- [Goal] Display every line of the material that contains the word "dark". Matching is case-sensitive.

- [Pointing dataset records]
-----
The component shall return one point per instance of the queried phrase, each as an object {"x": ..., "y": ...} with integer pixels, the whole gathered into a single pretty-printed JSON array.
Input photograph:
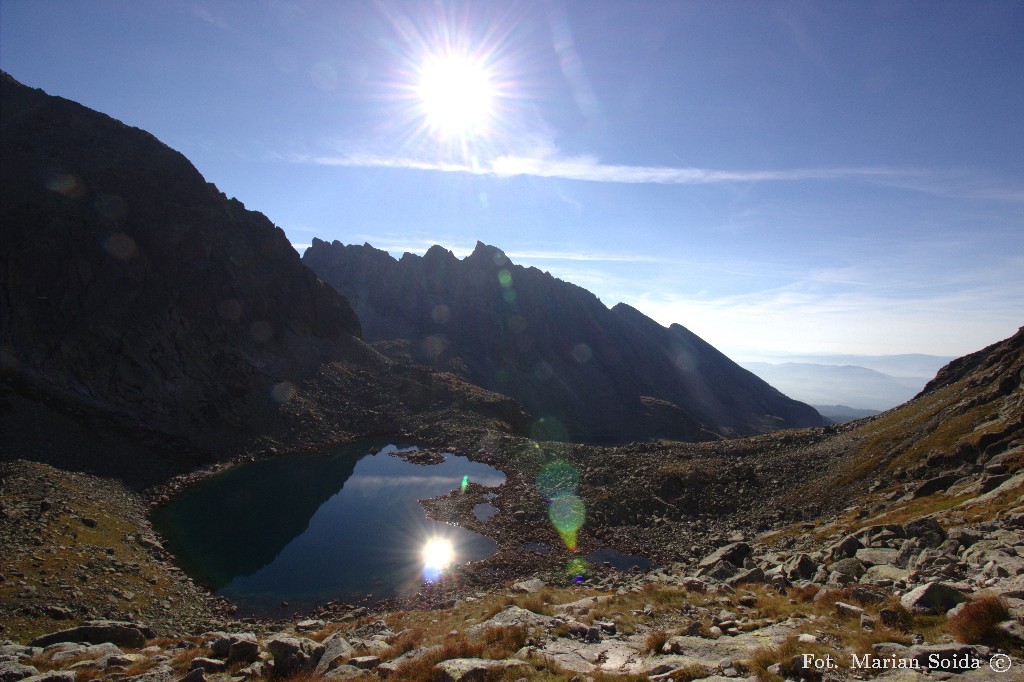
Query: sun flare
[
  {"x": 456, "y": 94},
  {"x": 437, "y": 554}
]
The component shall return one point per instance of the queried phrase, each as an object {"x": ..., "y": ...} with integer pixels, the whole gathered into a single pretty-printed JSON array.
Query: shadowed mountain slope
[
  {"x": 585, "y": 371},
  {"x": 139, "y": 304}
]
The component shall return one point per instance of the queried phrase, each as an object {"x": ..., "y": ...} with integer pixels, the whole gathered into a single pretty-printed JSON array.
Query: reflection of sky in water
[{"x": 368, "y": 537}]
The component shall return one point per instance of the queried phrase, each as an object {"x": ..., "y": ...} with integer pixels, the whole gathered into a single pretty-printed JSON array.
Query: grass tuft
[{"x": 975, "y": 623}]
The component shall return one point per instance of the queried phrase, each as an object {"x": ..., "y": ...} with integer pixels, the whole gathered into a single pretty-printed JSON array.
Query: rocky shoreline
[{"x": 886, "y": 602}]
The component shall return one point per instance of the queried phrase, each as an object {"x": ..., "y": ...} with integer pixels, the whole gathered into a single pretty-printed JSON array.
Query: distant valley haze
[{"x": 778, "y": 178}]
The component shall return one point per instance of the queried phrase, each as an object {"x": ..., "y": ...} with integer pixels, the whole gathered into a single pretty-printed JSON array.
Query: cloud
[
  {"x": 589, "y": 169},
  {"x": 207, "y": 15},
  {"x": 962, "y": 184}
]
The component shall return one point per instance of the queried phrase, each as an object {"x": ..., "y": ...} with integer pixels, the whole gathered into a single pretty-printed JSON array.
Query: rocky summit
[
  {"x": 150, "y": 324},
  {"x": 588, "y": 372},
  {"x": 147, "y": 342}
]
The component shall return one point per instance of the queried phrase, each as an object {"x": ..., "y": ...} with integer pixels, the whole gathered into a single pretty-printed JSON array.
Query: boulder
[
  {"x": 52, "y": 676},
  {"x": 875, "y": 556},
  {"x": 530, "y": 586},
  {"x": 236, "y": 647},
  {"x": 932, "y": 598},
  {"x": 927, "y": 530},
  {"x": 130, "y": 635},
  {"x": 11, "y": 671},
  {"x": 512, "y": 615},
  {"x": 755, "y": 574},
  {"x": 946, "y": 657},
  {"x": 472, "y": 670},
  {"x": 209, "y": 665},
  {"x": 800, "y": 567},
  {"x": 849, "y": 567},
  {"x": 294, "y": 654},
  {"x": 336, "y": 651},
  {"x": 733, "y": 553},
  {"x": 845, "y": 548}
]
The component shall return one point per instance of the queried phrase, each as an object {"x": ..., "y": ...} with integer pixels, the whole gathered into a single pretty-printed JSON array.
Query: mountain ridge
[{"x": 597, "y": 374}]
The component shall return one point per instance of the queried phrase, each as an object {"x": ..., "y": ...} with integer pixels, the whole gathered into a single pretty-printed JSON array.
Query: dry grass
[
  {"x": 975, "y": 624},
  {"x": 655, "y": 640},
  {"x": 181, "y": 662}
]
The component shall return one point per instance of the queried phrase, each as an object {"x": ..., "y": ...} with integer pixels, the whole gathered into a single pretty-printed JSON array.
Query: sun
[
  {"x": 456, "y": 94},
  {"x": 437, "y": 553}
]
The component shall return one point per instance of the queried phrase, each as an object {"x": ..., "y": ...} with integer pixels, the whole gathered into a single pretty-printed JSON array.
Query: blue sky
[{"x": 842, "y": 177}]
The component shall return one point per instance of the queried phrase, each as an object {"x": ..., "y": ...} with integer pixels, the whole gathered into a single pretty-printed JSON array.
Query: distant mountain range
[
  {"x": 861, "y": 382},
  {"x": 585, "y": 371}
]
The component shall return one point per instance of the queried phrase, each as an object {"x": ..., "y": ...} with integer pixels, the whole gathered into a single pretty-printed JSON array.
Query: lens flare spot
[
  {"x": 567, "y": 514},
  {"x": 230, "y": 308},
  {"x": 557, "y": 478},
  {"x": 434, "y": 345},
  {"x": 582, "y": 353},
  {"x": 261, "y": 331},
  {"x": 441, "y": 313},
  {"x": 283, "y": 391},
  {"x": 578, "y": 569},
  {"x": 67, "y": 184},
  {"x": 437, "y": 554},
  {"x": 456, "y": 94},
  {"x": 111, "y": 207},
  {"x": 324, "y": 76},
  {"x": 120, "y": 246}
]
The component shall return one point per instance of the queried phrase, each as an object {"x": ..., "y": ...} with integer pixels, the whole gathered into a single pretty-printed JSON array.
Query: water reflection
[{"x": 312, "y": 527}]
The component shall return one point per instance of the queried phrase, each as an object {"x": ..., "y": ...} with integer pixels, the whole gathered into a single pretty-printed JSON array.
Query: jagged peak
[{"x": 489, "y": 253}]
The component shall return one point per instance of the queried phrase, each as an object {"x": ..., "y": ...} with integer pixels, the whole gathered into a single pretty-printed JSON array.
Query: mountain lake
[{"x": 338, "y": 524}]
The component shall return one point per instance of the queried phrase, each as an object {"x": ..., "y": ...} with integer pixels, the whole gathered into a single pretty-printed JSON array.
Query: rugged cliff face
[
  {"x": 141, "y": 305},
  {"x": 588, "y": 372}
]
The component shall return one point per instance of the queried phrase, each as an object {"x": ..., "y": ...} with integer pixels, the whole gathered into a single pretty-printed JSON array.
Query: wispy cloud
[
  {"x": 590, "y": 169},
  {"x": 207, "y": 15},
  {"x": 964, "y": 184}
]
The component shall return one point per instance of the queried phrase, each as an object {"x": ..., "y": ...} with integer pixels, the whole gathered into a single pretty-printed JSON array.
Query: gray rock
[
  {"x": 130, "y": 635},
  {"x": 209, "y": 665},
  {"x": 1013, "y": 631},
  {"x": 512, "y": 615},
  {"x": 721, "y": 570},
  {"x": 159, "y": 674},
  {"x": 947, "y": 657},
  {"x": 348, "y": 673},
  {"x": 755, "y": 574},
  {"x": 844, "y": 549},
  {"x": 849, "y": 609},
  {"x": 195, "y": 675},
  {"x": 873, "y": 556},
  {"x": 52, "y": 676},
  {"x": 92, "y": 651},
  {"x": 365, "y": 663},
  {"x": 932, "y": 598},
  {"x": 221, "y": 647},
  {"x": 850, "y": 567},
  {"x": 294, "y": 654},
  {"x": 734, "y": 553},
  {"x": 800, "y": 567},
  {"x": 336, "y": 651},
  {"x": 927, "y": 530},
  {"x": 472, "y": 670},
  {"x": 530, "y": 586},
  {"x": 11, "y": 671}
]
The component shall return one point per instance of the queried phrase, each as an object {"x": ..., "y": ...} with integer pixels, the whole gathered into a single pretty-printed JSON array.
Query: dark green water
[{"x": 307, "y": 528}]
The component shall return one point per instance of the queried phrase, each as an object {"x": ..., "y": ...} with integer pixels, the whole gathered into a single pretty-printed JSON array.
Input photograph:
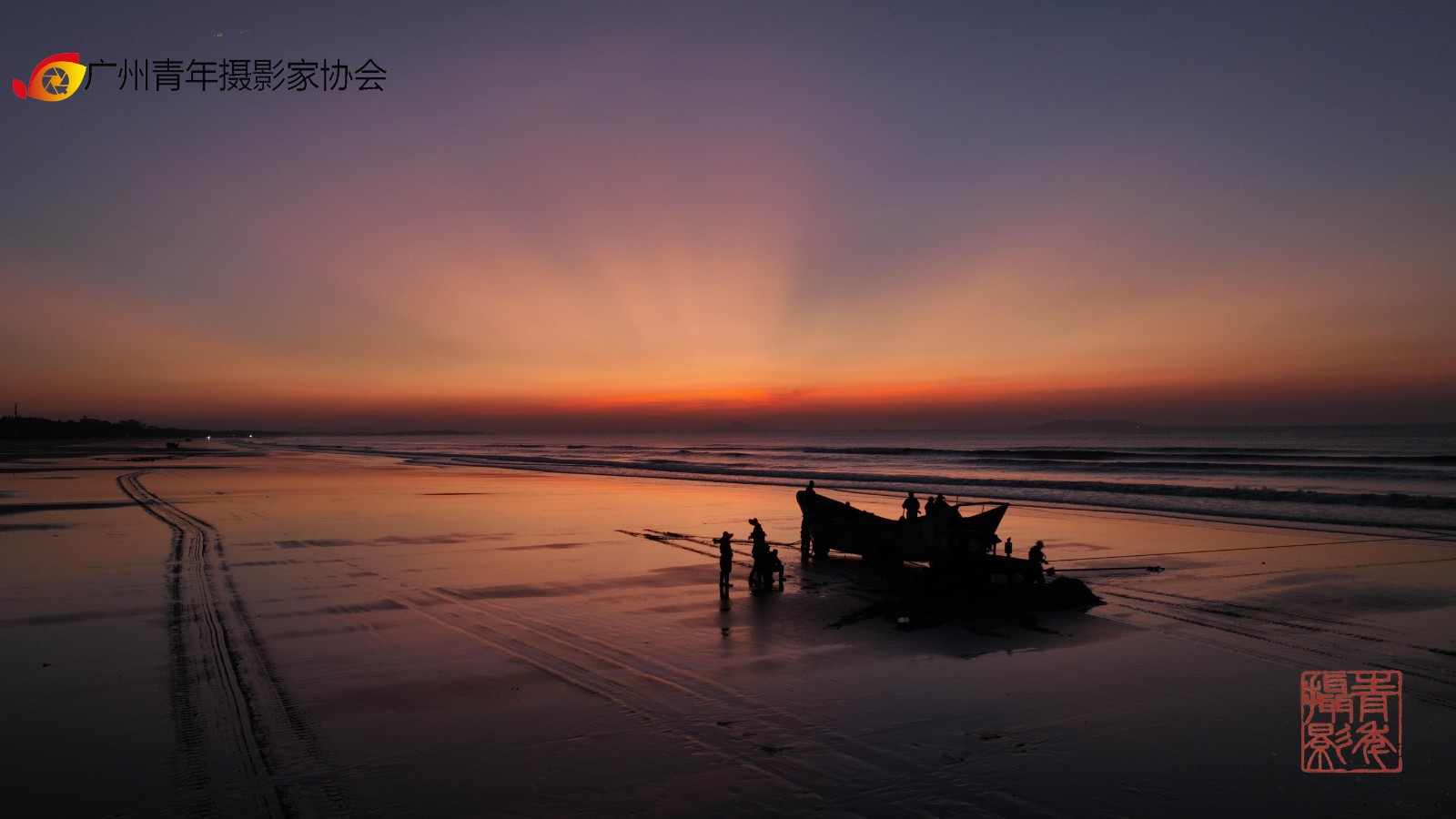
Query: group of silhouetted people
[
  {"x": 764, "y": 561},
  {"x": 1037, "y": 555},
  {"x": 934, "y": 506}
]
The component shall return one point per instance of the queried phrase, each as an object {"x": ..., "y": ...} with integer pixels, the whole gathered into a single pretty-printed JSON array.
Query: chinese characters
[
  {"x": 238, "y": 75},
  {"x": 1350, "y": 722}
]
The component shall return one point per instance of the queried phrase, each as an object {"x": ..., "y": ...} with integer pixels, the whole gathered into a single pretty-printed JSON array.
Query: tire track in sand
[
  {"x": 244, "y": 746},
  {"x": 1299, "y": 639},
  {"x": 834, "y": 773}
]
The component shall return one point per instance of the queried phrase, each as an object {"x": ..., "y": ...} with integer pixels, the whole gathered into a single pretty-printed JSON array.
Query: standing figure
[
  {"x": 912, "y": 506},
  {"x": 1037, "y": 559},
  {"x": 724, "y": 561},
  {"x": 761, "y": 574}
]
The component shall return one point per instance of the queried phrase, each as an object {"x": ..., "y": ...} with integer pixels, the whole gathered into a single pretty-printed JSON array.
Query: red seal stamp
[{"x": 1350, "y": 722}]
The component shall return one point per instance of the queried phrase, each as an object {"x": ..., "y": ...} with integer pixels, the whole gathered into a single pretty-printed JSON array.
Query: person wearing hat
[
  {"x": 1037, "y": 557},
  {"x": 761, "y": 555},
  {"x": 912, "y": 506},
  {"x": 724, "y": 561}
]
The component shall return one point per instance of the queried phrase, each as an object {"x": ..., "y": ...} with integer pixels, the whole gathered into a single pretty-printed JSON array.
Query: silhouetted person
[
  {"x": 724, "y": 561},
  {"x": 912, "y": 506},
  {"x": 1037, "y": 559},
  {"x": 761, "y": 574}
]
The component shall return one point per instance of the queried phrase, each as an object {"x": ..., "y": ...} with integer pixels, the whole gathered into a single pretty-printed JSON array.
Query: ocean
[{"x": 1390, "y": 477}]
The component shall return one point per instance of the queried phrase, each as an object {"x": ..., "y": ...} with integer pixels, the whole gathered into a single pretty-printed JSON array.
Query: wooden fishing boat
[{"x": 943, "y": 538}]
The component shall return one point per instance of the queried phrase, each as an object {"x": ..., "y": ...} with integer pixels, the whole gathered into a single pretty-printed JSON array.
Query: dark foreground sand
[{"x": 233, "y": 632}]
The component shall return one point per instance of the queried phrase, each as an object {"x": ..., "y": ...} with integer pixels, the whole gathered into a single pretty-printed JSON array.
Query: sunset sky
[{"x": 793, "y": 215}]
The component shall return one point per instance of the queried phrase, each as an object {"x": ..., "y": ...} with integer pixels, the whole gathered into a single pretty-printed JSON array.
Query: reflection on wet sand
[{"x": 480, "y": 652}]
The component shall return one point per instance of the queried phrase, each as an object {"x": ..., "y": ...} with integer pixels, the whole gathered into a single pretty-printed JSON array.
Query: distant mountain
[
  {"x": 1075, "y": 426},
  {"x": 44, "y": 429}
]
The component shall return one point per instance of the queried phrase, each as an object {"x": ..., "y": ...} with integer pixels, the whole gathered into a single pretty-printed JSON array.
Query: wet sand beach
[{"x": 248, "y": 632}]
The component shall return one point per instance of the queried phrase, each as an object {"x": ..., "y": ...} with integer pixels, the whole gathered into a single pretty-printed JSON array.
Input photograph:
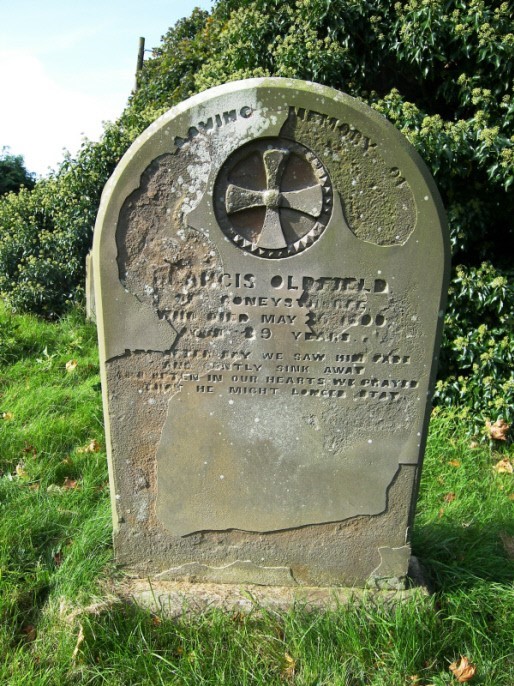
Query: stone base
[{"x": 174, "y": 599}]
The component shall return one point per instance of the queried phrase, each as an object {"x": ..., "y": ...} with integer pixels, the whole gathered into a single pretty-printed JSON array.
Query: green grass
[{"x": 56, "y": 627}]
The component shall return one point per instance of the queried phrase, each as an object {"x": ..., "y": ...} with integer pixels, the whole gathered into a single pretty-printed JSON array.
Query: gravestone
[{"x": 270, "y": 267}]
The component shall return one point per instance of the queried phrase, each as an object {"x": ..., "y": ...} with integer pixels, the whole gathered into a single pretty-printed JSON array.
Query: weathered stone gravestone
[{"x": 270, "y": 263}]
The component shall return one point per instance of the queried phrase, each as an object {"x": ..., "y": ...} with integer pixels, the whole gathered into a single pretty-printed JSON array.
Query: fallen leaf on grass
[
  {"x": 80, "y": 639},
  {"x": 92, "y": 447},
  {"x": 504, "y": 466},
  {"x": 289, "y": 666},
  {"x": 21, "y": 472},
  {"x": 69, "y": 484},
  {"x": 499, "y": 430},
  {"x": 508, "y": 545},
  {"x": 464, "y": 671},
  {"x": 30, "y": 632}
]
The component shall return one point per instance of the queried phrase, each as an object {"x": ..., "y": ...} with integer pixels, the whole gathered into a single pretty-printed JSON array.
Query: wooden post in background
[{"x": 140, "y": 58}]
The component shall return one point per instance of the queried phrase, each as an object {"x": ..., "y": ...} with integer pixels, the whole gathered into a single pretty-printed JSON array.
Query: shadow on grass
[{"x": 457, "y": 556}]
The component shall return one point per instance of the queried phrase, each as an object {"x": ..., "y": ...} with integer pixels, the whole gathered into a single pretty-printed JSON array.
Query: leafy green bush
[
  {"x": 477, "y": 357},
  {"x": 13, "y": 173}
]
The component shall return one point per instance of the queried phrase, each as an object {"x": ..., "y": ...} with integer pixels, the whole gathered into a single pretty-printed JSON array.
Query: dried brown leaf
[
  {"x": 92, "y": 447},
  {"x": 30, "y": 632},
  {"x": 504, "y": 466},
  {"x": 463, "y": 671},
  {"x": 80, "y": 639},
  {"x": 21, "y": 472},
  {"x": 69, "y": 484},
  {"x": 499, "y": 430}
]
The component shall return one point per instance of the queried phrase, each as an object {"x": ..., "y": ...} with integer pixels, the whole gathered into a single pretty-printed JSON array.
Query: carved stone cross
[{"x": 308, "y": 200}]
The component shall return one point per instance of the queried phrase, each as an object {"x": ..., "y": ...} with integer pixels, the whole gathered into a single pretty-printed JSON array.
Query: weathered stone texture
[{"x": 270, "y": 259}]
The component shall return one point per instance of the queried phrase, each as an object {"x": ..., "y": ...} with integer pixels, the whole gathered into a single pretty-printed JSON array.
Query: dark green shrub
[{"x": 477, "y": 357}]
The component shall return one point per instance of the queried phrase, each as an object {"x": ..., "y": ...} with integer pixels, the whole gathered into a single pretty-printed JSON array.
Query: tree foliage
[
  {"x": 13, "y": 173},
  {"x": 440, "y": 70}
]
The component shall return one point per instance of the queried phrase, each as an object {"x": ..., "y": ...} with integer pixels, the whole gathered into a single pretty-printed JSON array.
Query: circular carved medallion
[{"x": 273, "y": 198}]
-----
- [Complete answer]
Query: dark green water
Query: dark foreground sand
Query: dark green shrub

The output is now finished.